Yapılacak Görev:
Aşağıdaki Dünya hakkındaki metinde yer alan “Bilim insanları, Dünya’nın çekirdeğinden yukarı doğru akan antinötrino adı verilen parçacıkları ölçtüler ve Dünya’nın ısısının yarısının belirli elementlerin radyoaktif bozunması yoluyla üretildiğini buldular.” cümlesini İngilizceye çevirin.

Dünyamız her geçen gün daha fazla keşfedilen ve anlaşılan bir yer olsa da, hala birçok tuhaf ve garip gerçek bulunmaktadır. Bu gerçekler, insanların hayal dünyalarını ve dünyanın nasıl çalıştığını anlamalarına yardımcı olabilir ve aynı zamanda hayret verici olabilir. Aşağıdaki 20 tuhaf gerçek, dünyamız hakkında daha fazla şey öğrenmenize yardımcı olacak ve sizi şaşırtacaktır. İşte size Dünya hakkında 20 şaşırtıcı gerçek ve evimiz dediğimiz bu kayayı neden sevdiğimizin önde gelen uzmanların bilimsel verilerine dayanan nedenleri.

1- Dünya’nın Çekirdeği Güneş’in Yüzeyi Kadar Sıcak
Caltech jeokimyacısı Paul Asimow Popular Mechanics’e yaptığı açıklamada, “Belirsizlik payı olmakla birlikte, Dünya’nın merkezindeki sıcaklık Güneş’in yüzeyindeki sıcaklıkla (5800 K) aynıdır,” diyor. Yaklaşık 10.000 Fahrenheit derece, çok sıcak.
2- Dünya Radyoaktiftir
2011’de yapılan bir araştırmaya göre, Dünya toplamda 40 terawatt kadar ısı üretiyor ve bunun yarısı çekirdeğindeki radyoaktif bozunmadan kaynaklanıyor. Bilim insanları, Dünya’nın çekirdeğinden yukarı doğru akan antinötrino adı verilen parçacıkları ölçtüler ve Dünya’nın ısısının yarısının belirli elementlerin radyoaktif bozunması yoluyla üretildiğini buldular.
ABD Jeolojik Araştırmalar Kurumu’nda (USGS) Maden Kaynakları Programı Koordinatörü olan Tom Crafford Popular Mechanics’e şunları söyledi “Dünya’yı yaşayan, canlı bir gezegen olarak tutan iç ısının çoğu toryum, uranyum ve potasyum gibi elementlerin radyoaktif parçalanmasından kaynaklanıyor.”

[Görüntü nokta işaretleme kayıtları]

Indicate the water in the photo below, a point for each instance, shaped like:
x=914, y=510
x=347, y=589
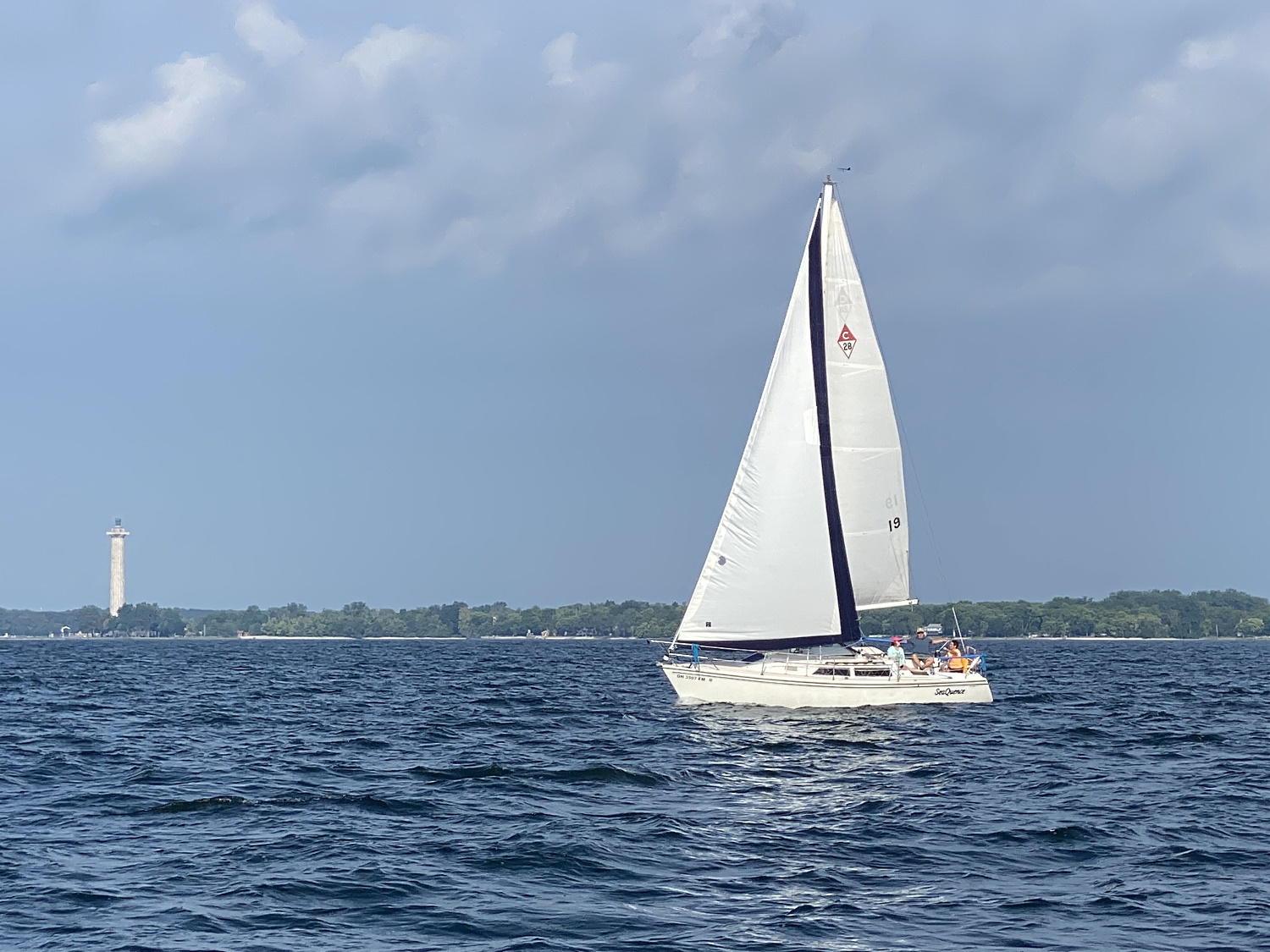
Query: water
x=500, y=795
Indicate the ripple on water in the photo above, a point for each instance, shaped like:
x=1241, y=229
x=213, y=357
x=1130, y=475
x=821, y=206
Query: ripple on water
x=490, y=795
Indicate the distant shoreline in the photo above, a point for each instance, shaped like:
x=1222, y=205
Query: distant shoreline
x=559, y=637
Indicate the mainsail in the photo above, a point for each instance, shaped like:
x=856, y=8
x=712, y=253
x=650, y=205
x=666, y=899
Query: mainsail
x=815, y=526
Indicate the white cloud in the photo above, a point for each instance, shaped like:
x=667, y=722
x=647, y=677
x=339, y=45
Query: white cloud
x=385, y=51
x=558, y=58
x=411, y=147
x=155, y=136
x=268, y=35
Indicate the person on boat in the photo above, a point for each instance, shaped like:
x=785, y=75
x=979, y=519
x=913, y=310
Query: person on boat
x=896, y=654
x=925, y=652
x=952, y=655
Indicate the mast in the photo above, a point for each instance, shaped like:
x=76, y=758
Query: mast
x=846, y=597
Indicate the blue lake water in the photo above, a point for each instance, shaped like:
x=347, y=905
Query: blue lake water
x=511, y=795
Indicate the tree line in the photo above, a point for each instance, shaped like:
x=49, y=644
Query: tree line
x=1152, y=614
x=1155, y=614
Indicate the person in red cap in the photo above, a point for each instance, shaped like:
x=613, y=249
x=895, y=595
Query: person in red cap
x=896, y=654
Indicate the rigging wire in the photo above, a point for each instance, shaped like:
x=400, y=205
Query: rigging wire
x=930, y=526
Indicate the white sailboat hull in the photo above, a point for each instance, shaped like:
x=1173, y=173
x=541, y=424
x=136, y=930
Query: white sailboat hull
x=771, y=685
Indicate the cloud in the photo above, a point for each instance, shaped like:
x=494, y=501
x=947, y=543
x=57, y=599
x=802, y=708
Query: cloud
x=1039, y=146
x=268, y=35
x=157, y=136
x=386, y=51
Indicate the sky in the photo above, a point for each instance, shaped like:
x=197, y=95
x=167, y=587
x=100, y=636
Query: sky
x=416, y=302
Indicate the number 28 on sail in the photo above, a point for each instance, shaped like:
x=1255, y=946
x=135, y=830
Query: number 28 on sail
x=815, y=527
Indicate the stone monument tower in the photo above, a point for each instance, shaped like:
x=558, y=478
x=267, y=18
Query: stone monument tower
x=117, y=533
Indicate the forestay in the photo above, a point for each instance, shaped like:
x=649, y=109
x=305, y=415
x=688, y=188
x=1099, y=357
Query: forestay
x=769, y=579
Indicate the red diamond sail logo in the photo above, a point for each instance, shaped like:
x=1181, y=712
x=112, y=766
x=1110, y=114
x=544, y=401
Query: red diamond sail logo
x=848, y=340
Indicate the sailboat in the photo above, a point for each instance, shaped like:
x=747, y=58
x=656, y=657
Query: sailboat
x=815, y=526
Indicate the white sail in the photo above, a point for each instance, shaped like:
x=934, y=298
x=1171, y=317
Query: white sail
x=769, y=575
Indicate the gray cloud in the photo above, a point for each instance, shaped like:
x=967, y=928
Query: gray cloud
x=1067, y=146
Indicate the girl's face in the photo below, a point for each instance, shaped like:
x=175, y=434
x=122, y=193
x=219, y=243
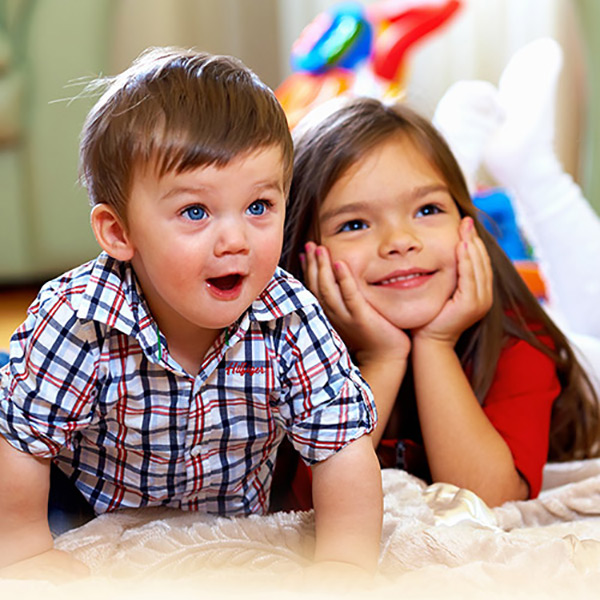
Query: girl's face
x=392, y=220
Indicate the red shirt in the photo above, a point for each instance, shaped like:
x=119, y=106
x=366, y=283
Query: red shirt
x=518, y=404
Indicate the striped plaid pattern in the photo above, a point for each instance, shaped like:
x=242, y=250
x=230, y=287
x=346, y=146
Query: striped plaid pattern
x=90, y=383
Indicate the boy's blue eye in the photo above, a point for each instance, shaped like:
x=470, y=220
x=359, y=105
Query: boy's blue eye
x=195, y=213
x=259, y=207
x=354, y=225
x=429, y=209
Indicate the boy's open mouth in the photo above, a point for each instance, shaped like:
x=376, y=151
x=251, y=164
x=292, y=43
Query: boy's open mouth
x=225, y=283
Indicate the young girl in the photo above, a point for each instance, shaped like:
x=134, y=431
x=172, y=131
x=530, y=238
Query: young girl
x=473, y=382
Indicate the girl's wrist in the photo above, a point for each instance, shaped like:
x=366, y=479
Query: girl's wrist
x=366, y=358
x=426, y=340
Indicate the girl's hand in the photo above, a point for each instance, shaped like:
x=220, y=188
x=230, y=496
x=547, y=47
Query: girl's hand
x=473, y=296
x=367, y=333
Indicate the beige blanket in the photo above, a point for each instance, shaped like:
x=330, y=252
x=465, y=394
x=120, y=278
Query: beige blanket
x=438, y=542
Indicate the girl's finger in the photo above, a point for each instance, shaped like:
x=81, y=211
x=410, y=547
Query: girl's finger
x=353, y=299
x=310, y=269
x=482, y=267
x=466, y=285
x=329, y=290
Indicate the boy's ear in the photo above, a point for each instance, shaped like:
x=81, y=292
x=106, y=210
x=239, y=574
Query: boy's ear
x=111, y=233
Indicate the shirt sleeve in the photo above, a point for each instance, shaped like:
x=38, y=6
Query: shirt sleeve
x=519, y=406
x=325, y=402
x=47, y=387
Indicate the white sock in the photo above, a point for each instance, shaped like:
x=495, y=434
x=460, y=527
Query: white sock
x=558, y=221
x=522, y=150
x=466, y=116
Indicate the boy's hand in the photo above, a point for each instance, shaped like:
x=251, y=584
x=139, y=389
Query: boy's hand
x=473, y=296
x=54, y=565
x=366, y=332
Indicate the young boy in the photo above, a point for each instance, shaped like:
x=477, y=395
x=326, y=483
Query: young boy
x=167, y=371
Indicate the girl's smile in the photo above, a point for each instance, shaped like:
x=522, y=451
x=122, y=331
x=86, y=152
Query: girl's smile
x=391, y=219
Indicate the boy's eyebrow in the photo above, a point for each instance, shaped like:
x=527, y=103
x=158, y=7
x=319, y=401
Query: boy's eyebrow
x=415, y=194
x=199, y=188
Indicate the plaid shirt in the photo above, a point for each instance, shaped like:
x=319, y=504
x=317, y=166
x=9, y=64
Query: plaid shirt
x=91, y=383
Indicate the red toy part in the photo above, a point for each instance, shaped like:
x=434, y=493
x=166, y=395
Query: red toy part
x=407, y=26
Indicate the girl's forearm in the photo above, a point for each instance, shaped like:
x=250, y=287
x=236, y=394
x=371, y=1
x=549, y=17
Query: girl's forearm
x=348, y=503
x=463, y=447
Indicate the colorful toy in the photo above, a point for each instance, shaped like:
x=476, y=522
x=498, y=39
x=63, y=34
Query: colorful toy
x=350, y=48
x=498, y=217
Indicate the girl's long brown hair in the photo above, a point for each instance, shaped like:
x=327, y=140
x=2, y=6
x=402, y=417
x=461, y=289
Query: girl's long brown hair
x=326, y=146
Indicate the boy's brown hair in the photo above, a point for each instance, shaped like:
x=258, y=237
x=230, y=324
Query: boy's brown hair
x=176, y=110
x=326, y=146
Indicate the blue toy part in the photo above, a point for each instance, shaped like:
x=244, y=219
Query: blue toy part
x=340, y=37
x=499, y=219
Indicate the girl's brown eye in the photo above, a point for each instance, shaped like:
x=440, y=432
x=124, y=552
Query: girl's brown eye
x=354, y=225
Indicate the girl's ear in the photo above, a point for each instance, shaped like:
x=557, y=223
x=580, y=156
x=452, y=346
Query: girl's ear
x=111, y=233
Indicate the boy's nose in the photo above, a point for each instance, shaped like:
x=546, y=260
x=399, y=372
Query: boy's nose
x=399, y=240
x=231, y=239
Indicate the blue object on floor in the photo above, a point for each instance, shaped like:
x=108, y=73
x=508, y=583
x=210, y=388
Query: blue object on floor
x=499, y=219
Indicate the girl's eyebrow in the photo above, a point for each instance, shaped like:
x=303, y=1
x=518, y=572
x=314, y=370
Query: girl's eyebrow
x=415, y=194
x=345, y=208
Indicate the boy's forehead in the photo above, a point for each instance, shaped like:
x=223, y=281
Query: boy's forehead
x=270, y=159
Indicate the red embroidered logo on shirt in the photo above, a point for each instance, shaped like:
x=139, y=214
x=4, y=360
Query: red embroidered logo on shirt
x=243, y=368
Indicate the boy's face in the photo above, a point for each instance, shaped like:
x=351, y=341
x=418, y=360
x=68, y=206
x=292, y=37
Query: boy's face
x=207, y=241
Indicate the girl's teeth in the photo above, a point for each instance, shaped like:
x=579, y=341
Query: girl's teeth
x=401, y=278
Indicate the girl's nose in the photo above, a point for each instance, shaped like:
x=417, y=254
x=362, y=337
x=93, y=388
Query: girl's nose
x=399, y=239
x=231, y=238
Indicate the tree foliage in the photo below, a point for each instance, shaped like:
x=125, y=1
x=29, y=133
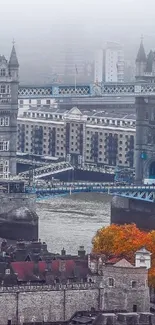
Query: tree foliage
x=124, y=241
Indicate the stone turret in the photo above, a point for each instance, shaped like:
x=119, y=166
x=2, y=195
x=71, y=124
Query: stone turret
x=8, y=114
x=141, y=62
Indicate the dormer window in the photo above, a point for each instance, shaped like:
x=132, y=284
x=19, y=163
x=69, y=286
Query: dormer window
x=2, y=72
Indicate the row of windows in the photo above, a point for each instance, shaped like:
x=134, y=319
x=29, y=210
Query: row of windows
x=4, y=145
x=111, y=283
x=4, y=89
x=4, y=169
x=4, y=121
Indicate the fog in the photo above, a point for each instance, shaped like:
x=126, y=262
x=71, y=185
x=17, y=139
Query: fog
x=45, y=30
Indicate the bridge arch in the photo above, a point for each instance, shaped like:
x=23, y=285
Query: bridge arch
x=149, y=168
x=152, y=170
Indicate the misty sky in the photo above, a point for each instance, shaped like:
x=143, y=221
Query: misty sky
x=42, y=29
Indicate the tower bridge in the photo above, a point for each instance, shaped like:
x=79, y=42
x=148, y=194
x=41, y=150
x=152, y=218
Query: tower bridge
x=135, y=89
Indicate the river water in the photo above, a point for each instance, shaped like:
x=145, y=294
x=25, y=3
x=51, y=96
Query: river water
x=71, y=221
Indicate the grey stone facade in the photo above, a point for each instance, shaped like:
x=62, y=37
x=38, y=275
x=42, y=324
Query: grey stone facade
x=59, y=302
x=8, y=114
x=145, y=139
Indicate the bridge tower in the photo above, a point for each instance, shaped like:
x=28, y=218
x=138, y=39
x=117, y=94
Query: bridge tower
x=8, y=113
x=145, y=139
x=141, y=62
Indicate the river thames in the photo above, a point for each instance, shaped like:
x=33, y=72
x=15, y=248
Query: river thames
x=71, y=221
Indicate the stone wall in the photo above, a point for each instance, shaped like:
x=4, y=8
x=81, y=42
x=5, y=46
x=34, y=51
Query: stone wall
x=60, y=302
x=125, y=210
x=16, y=200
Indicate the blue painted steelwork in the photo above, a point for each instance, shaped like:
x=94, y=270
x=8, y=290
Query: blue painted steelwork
x=141, y=89
x=146, y=193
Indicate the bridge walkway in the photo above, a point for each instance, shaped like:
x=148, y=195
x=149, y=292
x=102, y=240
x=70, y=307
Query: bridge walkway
x=146, y=193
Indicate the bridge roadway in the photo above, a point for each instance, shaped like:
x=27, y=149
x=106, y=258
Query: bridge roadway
x=134, y=89
x=145, y=193
x=47, y=170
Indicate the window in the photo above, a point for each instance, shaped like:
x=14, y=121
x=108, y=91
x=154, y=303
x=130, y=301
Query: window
x=6, y=121
x=1, y=121
x=134, y=284
x=1, y=145
x=3, y=72
x=3, y=89
x=111, y=282
x=134, y=308
x=4, y=145
x=7, y=271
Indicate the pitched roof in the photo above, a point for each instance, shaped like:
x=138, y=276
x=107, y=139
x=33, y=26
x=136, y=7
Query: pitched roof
x=141, y=56
x=143, y=250
x=123, y=263
x=13, y=62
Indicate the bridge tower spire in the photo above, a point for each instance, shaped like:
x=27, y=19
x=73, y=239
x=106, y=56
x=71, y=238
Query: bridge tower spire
x=141, y=61
x=8, y=114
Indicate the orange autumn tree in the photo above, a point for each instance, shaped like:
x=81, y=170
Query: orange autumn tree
x=124, y=241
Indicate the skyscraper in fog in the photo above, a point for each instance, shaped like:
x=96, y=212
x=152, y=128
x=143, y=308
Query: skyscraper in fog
x=98, y=66
x=114, y=62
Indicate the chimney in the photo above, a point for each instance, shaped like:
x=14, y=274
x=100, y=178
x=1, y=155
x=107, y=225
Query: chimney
x=81, y=251
x=63, y=252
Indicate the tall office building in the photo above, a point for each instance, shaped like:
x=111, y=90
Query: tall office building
x=98, y=66
x=114, y=62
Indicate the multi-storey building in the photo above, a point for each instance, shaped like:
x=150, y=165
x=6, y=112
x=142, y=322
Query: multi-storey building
x=95, y=139
x=114, y=62
x=8, y=114
x=98, y=69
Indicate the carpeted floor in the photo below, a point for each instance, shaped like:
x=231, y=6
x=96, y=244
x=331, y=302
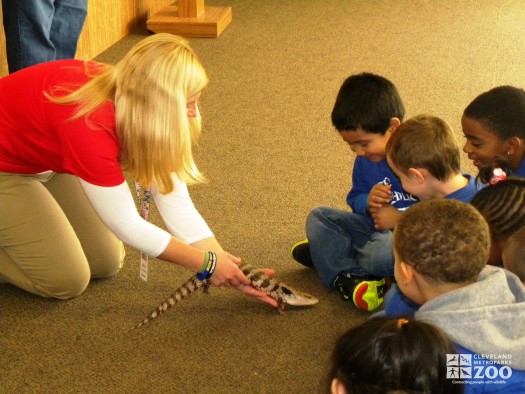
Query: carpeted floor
x=271, y=155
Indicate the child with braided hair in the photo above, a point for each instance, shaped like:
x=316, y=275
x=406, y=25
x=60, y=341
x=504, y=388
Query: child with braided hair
x=493, y=127
x=386, y=355
x=503, y=207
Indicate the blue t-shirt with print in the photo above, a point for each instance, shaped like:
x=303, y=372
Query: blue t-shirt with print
x=365, y=176
x=396, y=303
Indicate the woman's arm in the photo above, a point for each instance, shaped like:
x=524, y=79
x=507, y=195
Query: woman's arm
x=116, y=208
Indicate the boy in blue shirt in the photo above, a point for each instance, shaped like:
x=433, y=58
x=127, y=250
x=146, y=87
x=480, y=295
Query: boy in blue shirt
x=425, y=156
x=441, y=247
x=345, y=248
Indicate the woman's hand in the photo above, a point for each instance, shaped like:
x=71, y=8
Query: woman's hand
x=228, y=274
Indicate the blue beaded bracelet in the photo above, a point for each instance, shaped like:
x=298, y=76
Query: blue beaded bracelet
x=208, y=267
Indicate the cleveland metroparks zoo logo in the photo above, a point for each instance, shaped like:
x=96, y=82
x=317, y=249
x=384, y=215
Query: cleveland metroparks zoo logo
x=478, y=368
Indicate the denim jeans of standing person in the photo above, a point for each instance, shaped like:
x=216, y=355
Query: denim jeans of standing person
x=39, y=31
x=347, y=242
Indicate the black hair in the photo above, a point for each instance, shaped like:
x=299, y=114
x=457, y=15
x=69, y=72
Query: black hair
x=384, y=354
x=501, y=109
x=367, y=101
x=503, y=207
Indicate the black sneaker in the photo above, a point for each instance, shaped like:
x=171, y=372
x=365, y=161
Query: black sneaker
x=301, y=253
x=366, y=292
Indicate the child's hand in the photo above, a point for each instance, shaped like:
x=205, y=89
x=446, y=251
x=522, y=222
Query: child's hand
x=379, y=195
x=386, y=217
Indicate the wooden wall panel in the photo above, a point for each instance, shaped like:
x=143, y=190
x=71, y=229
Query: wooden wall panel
x=106, y=23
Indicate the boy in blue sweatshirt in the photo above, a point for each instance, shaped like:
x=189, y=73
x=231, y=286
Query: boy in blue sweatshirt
x=425, y=156
x=441, y=247
x=347, y=250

Eksiksiz Yanıt:
Scientists measured particles called antineutrinos flowing upward from Earth's core and found that half of Earth's heat is produced through the radioactive decay of certain elements.